GOAL OF THE EXERCISE
With the pictures omitted, output word for word the lines from the one containing "box: [49, 72, 64, 88]" through the end of the records.

(Saved entries)
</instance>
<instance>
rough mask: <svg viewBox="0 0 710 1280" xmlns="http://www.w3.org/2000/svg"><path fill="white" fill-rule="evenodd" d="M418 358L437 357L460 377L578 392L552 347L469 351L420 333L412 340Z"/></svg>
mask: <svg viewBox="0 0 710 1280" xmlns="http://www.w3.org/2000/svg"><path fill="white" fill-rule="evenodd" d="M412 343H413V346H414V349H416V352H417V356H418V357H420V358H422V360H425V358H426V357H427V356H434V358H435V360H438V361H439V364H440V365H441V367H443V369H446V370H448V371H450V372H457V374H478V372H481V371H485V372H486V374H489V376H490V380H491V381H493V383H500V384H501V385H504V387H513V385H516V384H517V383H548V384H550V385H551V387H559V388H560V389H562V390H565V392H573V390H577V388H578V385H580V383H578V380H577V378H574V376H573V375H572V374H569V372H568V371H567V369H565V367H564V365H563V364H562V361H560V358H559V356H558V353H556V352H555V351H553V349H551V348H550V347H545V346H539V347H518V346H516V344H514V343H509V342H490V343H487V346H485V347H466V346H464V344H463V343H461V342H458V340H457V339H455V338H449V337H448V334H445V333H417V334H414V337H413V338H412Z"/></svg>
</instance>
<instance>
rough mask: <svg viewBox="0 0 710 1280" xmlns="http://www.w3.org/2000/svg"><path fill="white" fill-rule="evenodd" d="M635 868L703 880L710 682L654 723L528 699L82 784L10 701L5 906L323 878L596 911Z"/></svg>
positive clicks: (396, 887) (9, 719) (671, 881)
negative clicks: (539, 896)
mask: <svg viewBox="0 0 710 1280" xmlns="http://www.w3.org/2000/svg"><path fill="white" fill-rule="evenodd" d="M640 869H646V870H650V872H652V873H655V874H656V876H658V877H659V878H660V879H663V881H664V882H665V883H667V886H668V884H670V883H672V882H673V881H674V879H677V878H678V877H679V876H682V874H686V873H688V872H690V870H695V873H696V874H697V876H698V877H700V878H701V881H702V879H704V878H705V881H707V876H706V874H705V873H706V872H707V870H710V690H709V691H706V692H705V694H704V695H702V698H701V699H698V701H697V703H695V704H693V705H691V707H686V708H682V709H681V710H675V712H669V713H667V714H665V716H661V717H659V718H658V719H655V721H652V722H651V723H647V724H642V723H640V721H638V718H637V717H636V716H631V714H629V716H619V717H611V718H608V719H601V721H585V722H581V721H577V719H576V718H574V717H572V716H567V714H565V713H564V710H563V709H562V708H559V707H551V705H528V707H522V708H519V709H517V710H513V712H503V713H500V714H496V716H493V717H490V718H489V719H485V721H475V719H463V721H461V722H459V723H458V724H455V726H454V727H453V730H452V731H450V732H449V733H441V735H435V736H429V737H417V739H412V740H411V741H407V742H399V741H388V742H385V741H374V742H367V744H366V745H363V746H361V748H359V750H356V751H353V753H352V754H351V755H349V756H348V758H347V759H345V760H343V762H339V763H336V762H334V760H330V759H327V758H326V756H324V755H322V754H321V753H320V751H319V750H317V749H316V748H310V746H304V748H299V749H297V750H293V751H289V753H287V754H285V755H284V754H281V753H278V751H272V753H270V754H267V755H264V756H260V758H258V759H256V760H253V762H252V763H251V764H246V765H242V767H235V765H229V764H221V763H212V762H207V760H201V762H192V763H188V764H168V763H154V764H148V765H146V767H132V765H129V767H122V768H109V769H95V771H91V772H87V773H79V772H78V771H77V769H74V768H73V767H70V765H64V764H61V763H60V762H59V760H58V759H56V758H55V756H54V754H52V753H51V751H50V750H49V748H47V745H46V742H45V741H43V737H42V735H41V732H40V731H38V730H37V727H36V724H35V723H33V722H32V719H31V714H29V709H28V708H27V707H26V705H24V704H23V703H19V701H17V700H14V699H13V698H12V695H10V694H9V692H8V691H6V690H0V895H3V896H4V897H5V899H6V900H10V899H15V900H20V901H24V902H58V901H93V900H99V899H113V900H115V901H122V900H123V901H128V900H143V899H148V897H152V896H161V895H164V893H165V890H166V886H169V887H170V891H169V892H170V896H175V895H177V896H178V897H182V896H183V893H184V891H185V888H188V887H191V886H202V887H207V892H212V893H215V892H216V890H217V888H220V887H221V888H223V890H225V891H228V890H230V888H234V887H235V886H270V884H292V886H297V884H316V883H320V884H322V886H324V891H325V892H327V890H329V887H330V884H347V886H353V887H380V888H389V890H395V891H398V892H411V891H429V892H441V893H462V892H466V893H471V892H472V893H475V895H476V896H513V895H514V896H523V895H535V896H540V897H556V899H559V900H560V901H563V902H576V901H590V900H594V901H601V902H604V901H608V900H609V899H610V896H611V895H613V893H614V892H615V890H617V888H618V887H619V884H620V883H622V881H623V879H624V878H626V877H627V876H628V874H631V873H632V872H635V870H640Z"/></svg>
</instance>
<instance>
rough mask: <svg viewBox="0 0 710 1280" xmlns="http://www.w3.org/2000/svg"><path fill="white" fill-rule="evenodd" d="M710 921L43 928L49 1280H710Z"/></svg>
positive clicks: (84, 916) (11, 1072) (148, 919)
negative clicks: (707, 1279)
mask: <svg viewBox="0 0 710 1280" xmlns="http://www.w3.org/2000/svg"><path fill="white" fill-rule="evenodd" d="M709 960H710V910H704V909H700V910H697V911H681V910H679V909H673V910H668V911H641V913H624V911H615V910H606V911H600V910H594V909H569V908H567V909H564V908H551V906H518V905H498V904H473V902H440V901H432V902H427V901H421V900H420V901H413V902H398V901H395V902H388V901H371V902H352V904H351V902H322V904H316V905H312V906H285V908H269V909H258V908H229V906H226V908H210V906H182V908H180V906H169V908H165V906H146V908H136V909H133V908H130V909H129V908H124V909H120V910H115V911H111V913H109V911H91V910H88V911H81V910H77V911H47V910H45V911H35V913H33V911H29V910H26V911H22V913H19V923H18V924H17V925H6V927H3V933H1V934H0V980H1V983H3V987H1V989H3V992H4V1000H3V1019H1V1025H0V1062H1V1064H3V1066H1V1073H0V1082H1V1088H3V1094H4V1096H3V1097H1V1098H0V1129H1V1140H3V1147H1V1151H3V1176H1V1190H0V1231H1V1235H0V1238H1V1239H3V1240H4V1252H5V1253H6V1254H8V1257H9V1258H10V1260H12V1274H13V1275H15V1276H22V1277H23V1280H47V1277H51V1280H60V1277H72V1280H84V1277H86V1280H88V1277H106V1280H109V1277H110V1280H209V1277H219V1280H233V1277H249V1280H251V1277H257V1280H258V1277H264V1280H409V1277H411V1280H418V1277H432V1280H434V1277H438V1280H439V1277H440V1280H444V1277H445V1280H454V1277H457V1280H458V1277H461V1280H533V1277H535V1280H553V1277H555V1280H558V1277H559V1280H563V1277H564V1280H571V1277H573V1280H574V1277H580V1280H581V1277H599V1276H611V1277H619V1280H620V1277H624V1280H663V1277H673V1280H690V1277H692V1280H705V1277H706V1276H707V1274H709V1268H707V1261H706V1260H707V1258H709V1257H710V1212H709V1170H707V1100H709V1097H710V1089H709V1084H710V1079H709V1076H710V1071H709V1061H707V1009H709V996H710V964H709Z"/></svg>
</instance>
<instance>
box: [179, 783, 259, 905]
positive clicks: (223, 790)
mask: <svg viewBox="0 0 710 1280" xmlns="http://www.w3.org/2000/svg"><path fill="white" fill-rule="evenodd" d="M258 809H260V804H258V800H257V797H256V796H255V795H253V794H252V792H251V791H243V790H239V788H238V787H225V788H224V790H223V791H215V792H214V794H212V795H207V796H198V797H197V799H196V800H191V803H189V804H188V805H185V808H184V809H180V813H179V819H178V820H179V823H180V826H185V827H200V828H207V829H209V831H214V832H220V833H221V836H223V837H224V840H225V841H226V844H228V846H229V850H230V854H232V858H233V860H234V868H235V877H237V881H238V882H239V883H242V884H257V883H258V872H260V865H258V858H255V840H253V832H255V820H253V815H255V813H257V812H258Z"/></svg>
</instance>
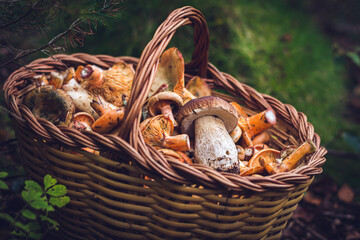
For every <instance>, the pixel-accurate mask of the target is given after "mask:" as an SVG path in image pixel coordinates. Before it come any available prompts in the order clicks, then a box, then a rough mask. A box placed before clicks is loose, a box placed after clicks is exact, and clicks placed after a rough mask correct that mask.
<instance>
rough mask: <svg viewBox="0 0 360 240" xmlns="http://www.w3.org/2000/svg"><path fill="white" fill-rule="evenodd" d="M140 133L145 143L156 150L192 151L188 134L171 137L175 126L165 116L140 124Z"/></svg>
mask: <svg viewBox="0 0 360 240" xmlns="http://www.w3.org/2000/svg"><path fill="white" fill-rule="evenodd" d="M140 131H141V133H142V135H143V137H144V140H145V142H146V143H147V144H149V145H151V146H153V147H155V148H158V149H159V148H169V149H172V150H176V151H188V150H190V140H189V136H188V135H187V134H180V135H175V136H171V135H172V133H173V131H174V125H173V123H172V121H171V120H170V119H169V118H168V117H165V116H164V115H157V116H155V117H152V118H148V119H145V120H144V121H143V122H142V123H141V124H140Z"/></svg>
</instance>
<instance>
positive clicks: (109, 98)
mask: <svg viewBox="0 0 360 240" xmlns="http://www.w3.org/2000/svg"><path fill="white" fill-rule="evenodd" d="M103 75H104V84H103V85H102V86H101V96H102V97H104V99H105V100H106V101H107V102H109V103H112V104H114V105H116V106H119V107H121V106H124V105H125V102H126V101H127V100H128V98H129V95H130V91H131V85H132V82H133V79H134V70H133V69H132V67H131V66H130V65H128V64H126V63H125V62H123V61H120V62H118V63H116V64H114V65H113V66H112V67H111V68H110V69H108V70H105V71H104V72H103Z"/></svg>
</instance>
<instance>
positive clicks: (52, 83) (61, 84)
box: [49, 72, 64, 88]
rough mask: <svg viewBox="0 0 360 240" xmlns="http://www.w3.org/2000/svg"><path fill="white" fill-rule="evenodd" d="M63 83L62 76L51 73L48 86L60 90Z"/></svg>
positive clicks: (62, 76)
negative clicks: (59, 89) (48, 85)
mask: <svg viewBox="0 0 360 240" xmlns="http://www.w3.org/2000/svg"><path fill="white" fill-rule="evenodd" d="M63 83H64V76H63V75H61V73H59V72H51V73H50V80H49V84H50V85H52V86H54V87H55V88H61V87H62V85H63Z"/></svg>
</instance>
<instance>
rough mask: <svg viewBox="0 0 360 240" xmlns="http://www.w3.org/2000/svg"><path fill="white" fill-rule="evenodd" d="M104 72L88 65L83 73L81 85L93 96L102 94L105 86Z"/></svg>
mask: <svg viewBox="0 0 360 240" xmlns="http://www.w3.org/2000/svg"><path fill="white" fill-rule="evenodd" d="M102 72H103V70H102V69H101V68H99V67H96V66H93V65H90V64H88V65H86V66H85V67H84V68H83V69H82V71H81V75H80V77H81V79H82V81H81V85H82V87H83V88H85V89H86V90H87V91H89V92H90V93H92V94H100V93H101V91H102V87H103V84H104V76H103V74H102Z"/></svg>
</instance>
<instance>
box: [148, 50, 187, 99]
mask: <svg viewBox="0 0 360 240" xmlns="http://www.w3.org/2000/svg"><path fill="white" fill-rule="evenodd" d="M184 76H185V64H184V58H183V56H182V54H181V52H180V51H179V50H178V49H177V48H174V47H173V48H169V49H167V50H166V51H164V52H163V54H162V55H161V58H160V63H159V66H158V69H157V72H156V75H155V79H154V82H153V84H152V85H151V89H150V94H149V95H153V93H154V92H155V91H156V90H157V89H159V87H160V86H161V85H162V84H164V83H166V84H167V85H168V89H169V91H171V92H175V93H177V94H178V95H179V96H180V97H181V98H183V95H184V89H185V78H184Z"/></svg>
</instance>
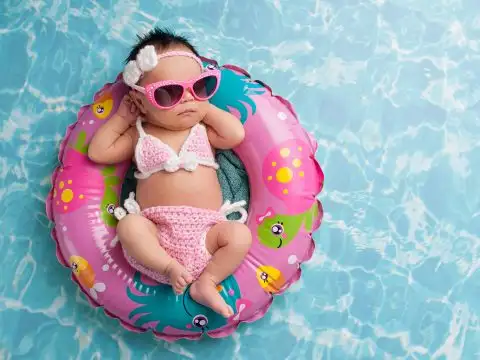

TASK ANSWER
box: [49, 72, 64, 88]
rough mask: <svg viewBox="0 0 360 240" xmlns="http://www.w3.org/2000/svg"><path fill="white" fill-rule="evenodd" d="M63 83L62 76L51 73L48 86L60 90Z"/></svg>
positive clicks: (62, 76)
negative clicks: (59, 89) (48, 85)
mask: <svg viewBox="0 0 360 240" xmlns="http://www.w3.org/2000/svg"><path fill="white" fill-rule="evenodd" d="M63 83H64V76H63V75H61V73H59V72H51V73H50V80H49V84H50V85H52V86H54V87H55V88H61V87H62V85H63Z"/></svg>
</instance>
<instance>
rough mask: <svg viewBox="0 0 360 240" xmlns="http://www.w3.org/2000/svg"><path fill="white" fill-rule="evenodd" d="M104 72L88 65L83 73L81 85L93 96L102 94L105 86Z"/></svg>
mask: <svg viewBox="0 0 360 240" xmlns="http://www.w3.org/2000/svg"><path fill="white" fill-rule="evenodd" d="M102 72H103V70H102V69H101V68H99V67H96V66H93V65H90V64H88V65H86V66H85V67H84V68H83V69H82V71H81V75H80V77H81V79H82V81H81V85H82V87H83V88H85V89H86V90H87V91H89V92H90V93H92V94H100V93H101V91H102V87H103V84H104V76H103V74H102Z"/></svg>
</instance>
<instance>
box: [148, 50, 187, 99]
mask: <svg viewBox="0 0 360 240" xmlns="http://www.w3.org/2000/svg"><path fill="white" fill-rule="evenodd" d="M184 76H185V64H184V58H183V56H182V54H181V52H180V51H179V50H178V49H177V48H174V47H173V48H169V49H167V50H166V51H164V52H163V54H162V55H161V58H160V63H159V66H158V69H157V72H156V75H155V79H154V82H153V84H152V85H151V89H150V94H149V95H153V93H154V92H155V91H156V90H157V89H159V87H160V86H161V85H162V84H164V83H166V84H167V85H168V89H169V91H171V92H175V93H177V94H178V95H179V96H180V97H181V98H183V95H184V89H185V78H184Z"/></svg>
</instance>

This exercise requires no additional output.